───── SOURCE TEXT

Wednesday, August 15, 2012

Home Stretch

We haveless than 2 weeks to go until my due date and I must admit I feel a bit of anxiety and anxiousness arising!  With 2 other little guys at home to take care of, there is not a lot of time to really focus on the 3rd one's impending arrival.  It hit me about a week or so ago that I better get things ready!

Thanks to the showers last week, I am stocked up on diapers and wipes and some special goodies for Luke.  I did a last minute Target run yesterday for some neccessities like bottles and binkes.  If nothing else, we should at least be able to survive the first week at home :-)

I think some anxiety rests in wondering what will happen with the actual labor.  You may remember, Mark made his arrival in under an hour at the hospital with no drugs.  Definitely was not planned that way, but looking back, it was kind of nice.  It was hard and intense and scary, but it was over FAST!  And then I felt great.  But the thought of being that screaming maniac for that 45 minutes again kinda freaks me out.  And I get nervous thinking about what if something happened really quickly in the middle of the night.  Could someone get to our house fast enough for us to even make it to hospital? 

And my babies...although it is still wild and crazy with my 2 little men around, we are not outnumbered right now...Matt and I can still divide and conquor!  HA!  How will adding the 3rd little guy into the mix effect all of us?  These are all things we of course discussed before we even got pregnant, but at that point, its all just theory. Now we have to put it into practice and make it work.

──────────
───── GIVEN DATA

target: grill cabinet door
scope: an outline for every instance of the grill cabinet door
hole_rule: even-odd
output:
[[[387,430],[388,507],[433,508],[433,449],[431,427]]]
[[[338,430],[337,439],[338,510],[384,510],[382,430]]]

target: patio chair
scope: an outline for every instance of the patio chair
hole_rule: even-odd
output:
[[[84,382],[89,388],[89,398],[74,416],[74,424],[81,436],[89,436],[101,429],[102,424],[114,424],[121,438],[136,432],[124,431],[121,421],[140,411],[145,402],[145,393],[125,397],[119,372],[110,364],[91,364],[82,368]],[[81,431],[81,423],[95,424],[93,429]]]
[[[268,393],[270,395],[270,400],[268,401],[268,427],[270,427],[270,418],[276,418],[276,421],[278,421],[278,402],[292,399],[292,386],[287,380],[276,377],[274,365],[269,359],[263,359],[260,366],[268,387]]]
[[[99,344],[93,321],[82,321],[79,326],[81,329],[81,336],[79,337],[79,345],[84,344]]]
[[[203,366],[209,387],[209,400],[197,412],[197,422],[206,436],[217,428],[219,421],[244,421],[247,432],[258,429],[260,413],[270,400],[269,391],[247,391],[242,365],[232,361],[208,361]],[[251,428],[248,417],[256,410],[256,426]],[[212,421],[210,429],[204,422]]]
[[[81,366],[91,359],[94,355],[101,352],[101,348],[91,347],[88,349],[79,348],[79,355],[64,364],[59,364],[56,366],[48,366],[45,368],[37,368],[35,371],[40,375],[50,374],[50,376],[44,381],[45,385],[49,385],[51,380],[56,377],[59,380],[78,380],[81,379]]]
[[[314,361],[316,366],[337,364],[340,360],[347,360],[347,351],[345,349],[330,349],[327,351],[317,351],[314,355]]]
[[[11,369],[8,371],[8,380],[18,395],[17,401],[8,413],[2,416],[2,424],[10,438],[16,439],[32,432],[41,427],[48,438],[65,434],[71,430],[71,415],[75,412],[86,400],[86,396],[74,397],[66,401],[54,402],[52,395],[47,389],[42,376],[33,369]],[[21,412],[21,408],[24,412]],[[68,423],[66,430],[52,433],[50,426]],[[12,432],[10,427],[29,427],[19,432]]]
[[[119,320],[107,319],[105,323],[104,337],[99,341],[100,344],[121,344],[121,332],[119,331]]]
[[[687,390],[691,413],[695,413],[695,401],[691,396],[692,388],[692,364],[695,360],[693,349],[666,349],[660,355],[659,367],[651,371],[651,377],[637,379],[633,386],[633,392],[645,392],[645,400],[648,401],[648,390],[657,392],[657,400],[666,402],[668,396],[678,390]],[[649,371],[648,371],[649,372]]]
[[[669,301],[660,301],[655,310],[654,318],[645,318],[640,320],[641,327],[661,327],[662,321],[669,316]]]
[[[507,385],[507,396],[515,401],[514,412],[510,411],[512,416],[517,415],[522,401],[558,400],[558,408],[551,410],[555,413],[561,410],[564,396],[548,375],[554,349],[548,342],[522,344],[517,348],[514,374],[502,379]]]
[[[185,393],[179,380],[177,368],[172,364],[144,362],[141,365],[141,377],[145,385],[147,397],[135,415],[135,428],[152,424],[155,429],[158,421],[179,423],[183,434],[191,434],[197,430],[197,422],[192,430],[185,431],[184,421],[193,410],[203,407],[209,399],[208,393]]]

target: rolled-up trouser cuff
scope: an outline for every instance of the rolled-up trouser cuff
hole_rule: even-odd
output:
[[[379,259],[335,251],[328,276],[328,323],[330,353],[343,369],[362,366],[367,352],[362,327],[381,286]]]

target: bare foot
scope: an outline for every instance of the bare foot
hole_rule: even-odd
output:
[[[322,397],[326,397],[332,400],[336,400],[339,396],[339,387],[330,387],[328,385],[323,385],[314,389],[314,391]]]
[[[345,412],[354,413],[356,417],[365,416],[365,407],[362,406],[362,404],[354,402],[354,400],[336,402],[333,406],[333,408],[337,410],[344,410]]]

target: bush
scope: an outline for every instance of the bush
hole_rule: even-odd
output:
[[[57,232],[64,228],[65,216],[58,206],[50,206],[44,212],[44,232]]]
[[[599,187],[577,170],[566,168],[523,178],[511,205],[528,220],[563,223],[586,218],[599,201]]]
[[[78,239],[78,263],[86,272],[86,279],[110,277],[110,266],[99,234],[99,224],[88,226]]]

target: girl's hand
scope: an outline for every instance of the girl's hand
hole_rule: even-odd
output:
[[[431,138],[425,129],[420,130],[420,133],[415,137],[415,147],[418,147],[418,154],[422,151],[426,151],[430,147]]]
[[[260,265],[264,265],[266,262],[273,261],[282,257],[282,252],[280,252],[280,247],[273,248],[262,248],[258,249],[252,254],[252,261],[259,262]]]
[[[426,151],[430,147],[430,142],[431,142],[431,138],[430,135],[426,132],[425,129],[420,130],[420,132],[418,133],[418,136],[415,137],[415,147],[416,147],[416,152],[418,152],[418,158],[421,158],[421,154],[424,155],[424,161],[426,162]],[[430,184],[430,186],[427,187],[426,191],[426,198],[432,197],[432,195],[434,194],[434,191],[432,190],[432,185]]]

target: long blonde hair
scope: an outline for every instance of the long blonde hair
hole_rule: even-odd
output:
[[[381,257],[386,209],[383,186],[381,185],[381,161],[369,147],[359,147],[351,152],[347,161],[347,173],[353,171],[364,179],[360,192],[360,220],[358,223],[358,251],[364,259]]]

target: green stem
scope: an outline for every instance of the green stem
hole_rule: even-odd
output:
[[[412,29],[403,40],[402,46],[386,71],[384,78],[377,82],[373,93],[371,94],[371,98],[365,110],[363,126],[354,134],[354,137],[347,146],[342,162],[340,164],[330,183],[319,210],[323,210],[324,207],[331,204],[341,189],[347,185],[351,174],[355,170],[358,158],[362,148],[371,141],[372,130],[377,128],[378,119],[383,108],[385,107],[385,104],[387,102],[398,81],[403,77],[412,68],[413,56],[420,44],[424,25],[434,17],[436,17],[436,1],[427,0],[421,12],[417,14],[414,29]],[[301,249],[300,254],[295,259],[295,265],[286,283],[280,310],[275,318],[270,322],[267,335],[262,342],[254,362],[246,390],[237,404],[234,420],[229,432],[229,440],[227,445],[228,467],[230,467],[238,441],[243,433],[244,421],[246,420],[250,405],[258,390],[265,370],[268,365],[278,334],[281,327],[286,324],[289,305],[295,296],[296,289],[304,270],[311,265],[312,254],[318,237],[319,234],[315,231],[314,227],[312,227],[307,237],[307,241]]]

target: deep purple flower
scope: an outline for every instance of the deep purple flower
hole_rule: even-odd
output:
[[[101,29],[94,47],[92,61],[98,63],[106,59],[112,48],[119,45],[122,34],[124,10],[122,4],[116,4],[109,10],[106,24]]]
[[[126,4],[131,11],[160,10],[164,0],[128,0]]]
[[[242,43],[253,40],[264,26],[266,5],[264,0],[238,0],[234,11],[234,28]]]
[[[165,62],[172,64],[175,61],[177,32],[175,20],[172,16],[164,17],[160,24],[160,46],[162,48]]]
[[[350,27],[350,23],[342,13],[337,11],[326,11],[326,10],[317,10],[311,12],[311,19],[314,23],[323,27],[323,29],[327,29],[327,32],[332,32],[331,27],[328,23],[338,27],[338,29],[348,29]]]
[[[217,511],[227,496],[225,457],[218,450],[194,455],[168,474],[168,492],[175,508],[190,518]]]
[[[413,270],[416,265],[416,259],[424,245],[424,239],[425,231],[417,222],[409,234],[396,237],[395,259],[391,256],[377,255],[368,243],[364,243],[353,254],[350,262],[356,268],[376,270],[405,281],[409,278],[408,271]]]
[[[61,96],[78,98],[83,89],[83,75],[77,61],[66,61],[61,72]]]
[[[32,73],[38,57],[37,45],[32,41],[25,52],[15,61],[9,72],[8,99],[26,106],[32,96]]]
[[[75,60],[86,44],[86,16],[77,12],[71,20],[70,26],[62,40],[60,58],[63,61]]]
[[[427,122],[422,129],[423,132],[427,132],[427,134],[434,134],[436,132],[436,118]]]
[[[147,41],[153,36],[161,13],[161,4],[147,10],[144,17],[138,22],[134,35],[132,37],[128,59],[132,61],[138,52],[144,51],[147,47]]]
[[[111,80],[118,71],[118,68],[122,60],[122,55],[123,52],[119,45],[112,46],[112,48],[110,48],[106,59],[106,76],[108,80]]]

──────────

ACTIVITY → Set down, word for word, the part of the blog post that begins at the words "Thanks to the" and stops after "it to hospital?". The listing has no role in this exercise.

SOLUTION FOR THIS TASK →
Thanks to the showers last week, I am stocked up on diapers and wipes and some special goodies for Luke.  I did a last minute Target run yesterday for some neccessities like bottles and binkes.  If nothing else, we should at least be able to survive the first week at home :-)

I think some anxiety rests in wondering what will happen with the actual labor.  You may remember, Mark made his arrival in under an hour at the hospital with no drugs.  Definitely was not planned that way, but looking back, it was kind of nice.  It was hard and intense and scary, but it was over FAST!  And then I felt great.  But the thought of being that screaming maniac for that 45 minutes again kinda freaks me out.  And I get nervous thinking about what if something happened really quickly in the middle of the night.  Could someone get to our house fast enough for us to even make it to hospital?